▸ Directions
According to the forum post about chunking for retrieval, how many top-ranked text chunks does the app pass to the gpt model along with the user query?

▸ Source text
Sort of a general RAG question (using llama-index) to anyone. If you have some sample text data:
I have a corpus of documents that I have broken down into chunks. Each chunk is about 20 sentences long. I also chunked these documents with a sliding window to maintain context. I used the openai embeddings model to create a vector for each chunk of text. Currently, when the user submits a query, the app will embed this query, perform a semantic search against the vector database, then provide the gpt model the top 10 chunks of text with the user query, gpt then provides an answer to the query.
You can use embeddings w/ llamaindex's tools to
semantically split this into different chunks.
Let's say that returns you 3 chunks:
I have a corpus of documents that I have broken down into chunks. Each chunk is about 20 sentences long. I also chunked these documents with a sliding window to maintain context.
I used the openai embeddings model to create a vector for each chunk of text.
Currently, when the user submits a query, the app will embed this query, perform a semantic search against the vector database, then provide the gpt model the top 10 chunks of text with the user query, gpt then provides an answer to the query.
What I'm wondering is basically, what does the tradeoff look like for these smaller semantic chunks as opposed to a large chunk.
In my head, if you do that initial paragraph as 1 vector, vs. 3 vectors (1 of each chunk), your retrieval ability
should be higher with the second approach. Each vector, to me, will be less 'diluted' in terms of info. But what happens when information in 1 semantic unit is dependent on the previous. For example, if chunk 2 only makes sense after reading chunk 1. Are you SOL?
I guess I can't seem to (neither mathametically or logically) figure out what that tradeoff looks like in terms of IR accuracy.

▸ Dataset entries

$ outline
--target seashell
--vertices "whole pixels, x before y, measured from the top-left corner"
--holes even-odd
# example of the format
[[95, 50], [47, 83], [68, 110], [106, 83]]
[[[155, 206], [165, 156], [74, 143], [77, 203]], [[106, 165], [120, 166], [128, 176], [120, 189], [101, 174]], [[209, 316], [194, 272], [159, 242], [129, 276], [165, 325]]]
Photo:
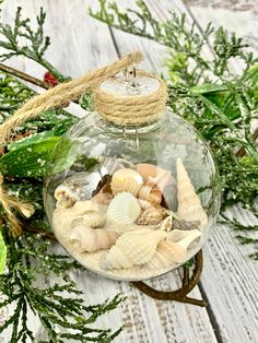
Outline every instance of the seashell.
[[187, 250], [189, 246], [200, 236], [201, 233], [197, 228], [189, 230], [173, 229], [171, 233], [167, 234], [166, 240], [175, 243], [184, 250]]
[[179, 221], [176, 217], [173, 218], [172, 226], [173, 229], [194, 229], [200, 226], [200, 222], [187, 222], [187, 221]]
[[139, 199], [149, 201], [152, 205], [160, 204], [162, 201], [162, 192], [155, 186], [155, 182], [149, 179], [140, 190]]
[[146, 209], [150, 209], [150, 208], [153, 206], [153, 204], [150, 201], [148, 201], [148, 200], [138, 199], [138, 201], [139, 201], [139, 204], [140, 204], [142, 210], [146, 210]]
[[104, 185], [103, 188], [93, 197], [93, 201], [108, 205], [114, 196], [112, 194], [110, 184]]
[[130, 192], [133, 196], [138, 196], [142, 185], [142, 177], [133, 169], [118, 169], [112, 177], [113, 194]]
[[141, 214], [141, 208], [134, 196], [129, 192], [118, 193], [106, 212], [106, 221], [112, 225], [133, 224]]
[[69, 240], [81, 252], [95, 252], [109, 249], [118, 238], [118, 234], [103, 228], [91, 228], [85, 225], [74, 227]]
[[159, 224], [166, 215], [167, 211], [164, 208], [150, 206], [141, 213], [136, 223], [140, 225]]
[[110, 248], [101, 267], [109, 270], [145, 264], [154, 256], [157, 244], [165, 237], [163, 230], [141, 229], [126, 233]]
[[92, 200], [78, 201], [71, 209], [72, 215], [81, 215], [90, 212], [103, 212], [106, 206]]
[[199, 227], [203, 227], [208, 222], [208, 217], [180, 158], [177, 158], [176, 168], [177, 168], [178, 218], [187, 222], [199, 221], [200, 222]]
[[[177, 209], [177, 199], [176, 199], [176, 180], [171, 175], [171, 172], [166, 169], [162, 169], [157, 166], [154, 166], [152, 164], [138, 164], [136, 166], [136, 170], [143, 177], [144, 180], [152, 180], [152, 184], [149, 184], [150, 186], [156, 186], [161, 192], [163, 193], [163, 198], [165, 201], [165, 205], [176, 211]], [[145, 190], [146, 192], [146, 190]], [[142, 194], [142, 199], [146, 199], [146, 193]], [[159, 199], [159, 198], [157, 198]], [[155, 201], [154, 201], [155, 202]], [[160, 203], [159, 201], [156, 201]]]
[[168, 215], [160, 223], [159, 228], [168, 233], [172, 230], [172, 223], [173, 223], [173, 216]]
[[99, 173], [81, 172], [68, 177], [54, 192], [57, 208], [69, 208], [77, 201], [91, 199], [99, 180]]
[[105, 223], [105, 214], [99, 212], [90, 212], [83, 215], [83, 223], [90, 227], [102, 227]]
[[97, 203], [102, 203], [104, 205], [108, 205], [113, 199], [113, 194], [110, 193], [97, 193], [94, 198], [92, 198], [93, 201], [96, 201]]
[[99, 157], [98, 158], [102, 175], [113, 175], [118, 169], [122, 168], [133, 168], [133, 164], [124, 158], [114, 158], [114, 157]]
[[163, 170], [153, 164], [140, 163], [136, 165], [136, 170], [146, 180], [149, 177], [156, 177]]

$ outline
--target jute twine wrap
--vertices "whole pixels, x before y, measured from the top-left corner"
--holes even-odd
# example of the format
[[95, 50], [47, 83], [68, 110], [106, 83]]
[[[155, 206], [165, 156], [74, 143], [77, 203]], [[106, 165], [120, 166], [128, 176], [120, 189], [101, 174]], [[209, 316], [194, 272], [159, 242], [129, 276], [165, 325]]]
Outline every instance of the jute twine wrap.
[[[31, 98], [25, 105], [15, 111], [15, 114], [0, 126], [0, 149], [8, 143], [11, 131], [25, 122], [40, 115], [43, 111], [66, 105], [68, 102], [78, 99], [89, 88], [109, 79], [110, 76], [122, 72], [128, 67], [139, 63], [142, 60], [141, 52], [132, 52], [113, 64], [89, 72], [86, 75], [72, 81], [61, 83], [46, 93]], [[22, 233], [22, 226], [13, 214], [13, 210], [19, 211], [24, 216], [30, 217], [34, 213], [32, 204], [21, 202], [15, 197], [8, 194], [3, 187], [3, 176], [0, 173], [0, 203], [5, 211], [7, 220], [14, 236]]]
[[160, 83], [159, 88], [148, 95], [120, 96], [96, 87], [93, 96], [94, 107], [102, 117], [121, 126], [140, 126], [159, 119], [167, 100], [166, 83], [145, 71], [138, 70], [137, 75], [156, 79]]

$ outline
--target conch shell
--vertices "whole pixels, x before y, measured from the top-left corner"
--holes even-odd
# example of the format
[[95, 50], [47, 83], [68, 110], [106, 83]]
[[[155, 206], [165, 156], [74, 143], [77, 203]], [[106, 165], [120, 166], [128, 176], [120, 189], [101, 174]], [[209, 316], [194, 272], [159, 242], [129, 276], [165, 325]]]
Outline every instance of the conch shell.
[[112, 226], [133, 224], [141, 214], [141, 208], [134, 196], [129, 192], [118, 193], [110, 202], [106, 221]]
[[113, 194], [130, 192], [137, 197], [140, 189], [142, 188], [142, 177], [133, 169], [118, 169], [112, 177]]
[[103, 269], [122, 269], [148, 263], [157, 244], [166, 237], [163, 230], [141, 229], [121, 235], [101, 264]]
[[143, 186], [140, 198], [148, 199], [149, 197], [152, 203], [161, 203], [163, 194], [168, 209], [175, 211], [177, 208], [176, 180], [171, 172], [148, 163], [136, 165], [136, 170], [143, 177], [144, 186]]
[[91, 228], [85, 225], [74, 227], [69, 240], [81, 252], [95, 252], [109, 249], [118, 238], [118, 234], [103, 228]]
[[200, 227], [203, 227], [208, 222], [208, 217], [180, 158], [177, 159], [176, 168], [178, 218], [187, 222], [199, 221]]
[[159, 244], [155, 255], [146, 265], [148, 269], [159, 270], [184, 263], [188, 258], [187, 249], [200, 235], [199, 229], [172, 230], [166, 239]]

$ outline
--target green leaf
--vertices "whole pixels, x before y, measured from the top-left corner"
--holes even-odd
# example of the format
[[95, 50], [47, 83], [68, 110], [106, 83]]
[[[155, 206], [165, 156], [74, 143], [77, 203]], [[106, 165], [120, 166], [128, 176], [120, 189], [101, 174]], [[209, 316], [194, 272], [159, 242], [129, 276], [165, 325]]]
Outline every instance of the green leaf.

▸ Exercise response
The top 10 chunks.